Document segment
___
Chapter 5: Replication

FMFrank Mendez·
Chapter 5: Replication

Just copy the data to another server.

Why Copying Data Is Harder Than It Sounds

At first glance, replication feels obvious:

“Just copy the data to another server.”

Done, right?

Not even close.

Because the moment you replicate data, you introduce:

  • Inconsistency

  • Latency

  • Failures

  • And a whole new category of bugs that only show up at 3AM

Welcome to distributed systems.


Why Replication Exists

We replicate data for three main reasons:

1. Reliability

If one machine dies, your system shouldn’t.


2. Scalability

More replicas = more machines to handle reads


3. Latency

Put data closer to users (geo-replication)


Simple goals.
Complicated consequences.


The Core Problem: Keeping Data in Sync

Once you have multiple copies of data:

How do you make sure they all agree?

Short answer:
You don’t always.

And that’s where replication strategies come in.


Leader-Follower Replication (Primary-Replica)

The most common model.

How it works:

  1. One node = leader (handles writes)

  2. Other nodes = followers (replicate data)

  3. Writes go to leader → propagated to followers


Sounds clean… until:

  • Followers lag behind

  • Network fails

  • Leader crashes


Two Modes of Replication


Synchronous Replication

  • Leader waits for followers to confirm writes

✔ Strong consistency
❌ Slower writes
❌ Risk of blocking


Asynchronous Replication

  • Leader doesn’t wait

✔ Fast writes
❌ Risk of data loss
❌ Replicas may be stale


👉 Most systems use asynchronous replication.
___
Directions
**a)** Repeat the passage of the replication chapter word for word, starting at the words "How do you make" and stopping after "most common model.".
**b)** The replication chapter names scalability as a reason to replicate data. Explain how having more replicas supports that goal.

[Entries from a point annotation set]
___
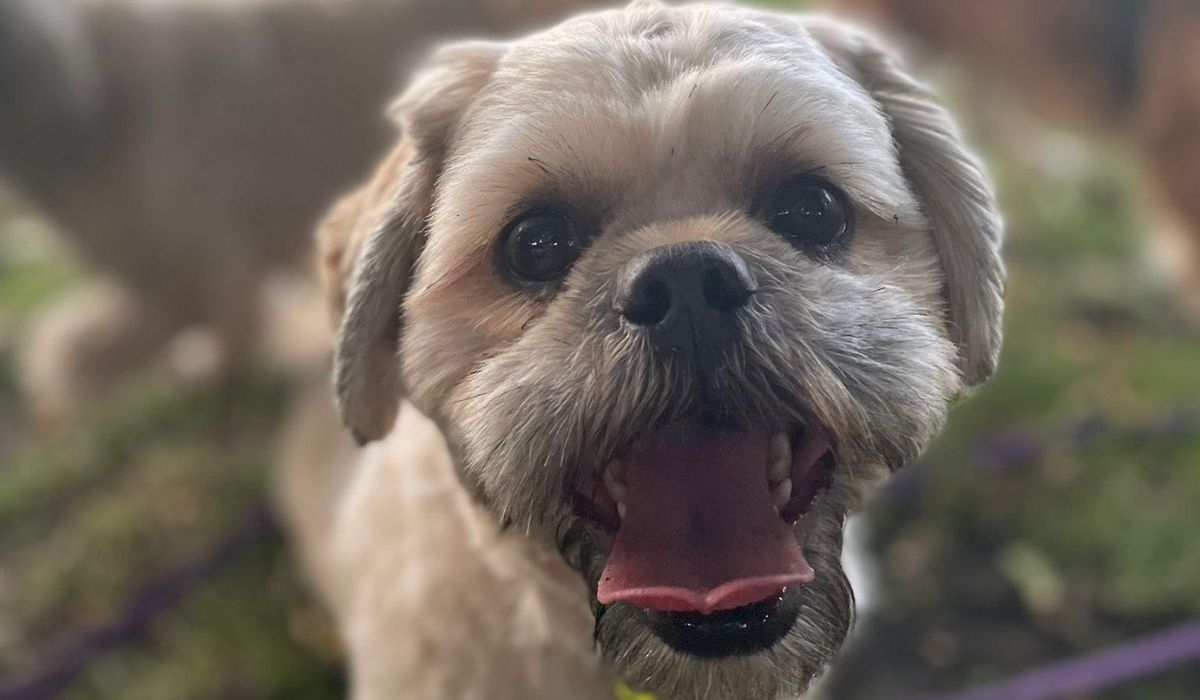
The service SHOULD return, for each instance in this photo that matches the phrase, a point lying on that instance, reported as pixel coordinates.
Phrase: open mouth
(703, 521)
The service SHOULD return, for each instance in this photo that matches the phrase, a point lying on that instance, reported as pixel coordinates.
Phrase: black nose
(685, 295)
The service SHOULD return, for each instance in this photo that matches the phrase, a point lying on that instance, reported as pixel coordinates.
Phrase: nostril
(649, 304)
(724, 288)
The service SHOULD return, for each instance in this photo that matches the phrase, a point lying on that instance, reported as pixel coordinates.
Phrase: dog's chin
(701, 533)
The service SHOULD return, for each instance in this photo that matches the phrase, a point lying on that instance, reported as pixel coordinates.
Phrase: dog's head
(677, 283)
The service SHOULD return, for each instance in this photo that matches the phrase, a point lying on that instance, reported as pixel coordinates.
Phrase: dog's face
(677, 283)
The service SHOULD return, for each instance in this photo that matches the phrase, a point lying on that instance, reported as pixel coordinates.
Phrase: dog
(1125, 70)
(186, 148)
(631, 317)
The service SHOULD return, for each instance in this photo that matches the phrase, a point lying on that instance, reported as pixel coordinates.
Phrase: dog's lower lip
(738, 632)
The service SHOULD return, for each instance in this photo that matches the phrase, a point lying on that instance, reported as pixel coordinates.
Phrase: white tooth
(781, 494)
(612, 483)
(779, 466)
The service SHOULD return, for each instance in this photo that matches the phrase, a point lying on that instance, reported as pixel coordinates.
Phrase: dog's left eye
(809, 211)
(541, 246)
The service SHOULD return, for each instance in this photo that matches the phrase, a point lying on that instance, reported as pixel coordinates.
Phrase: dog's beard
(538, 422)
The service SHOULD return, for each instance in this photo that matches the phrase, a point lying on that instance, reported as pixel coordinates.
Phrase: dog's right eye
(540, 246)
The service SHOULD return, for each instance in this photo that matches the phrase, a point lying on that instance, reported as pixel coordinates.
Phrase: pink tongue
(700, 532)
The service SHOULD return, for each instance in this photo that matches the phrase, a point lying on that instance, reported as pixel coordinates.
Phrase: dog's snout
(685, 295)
___
Expected outputs
**a)**
How do you make sure they all agree?

Short answer:
You don’t always.

And that’s where replication strategies come in.


Leader-Follower Replication (Primary-Replica)

The most common model.

**b)** More replicas mean more machines that can handle reads, so the read load is spread across additional servers.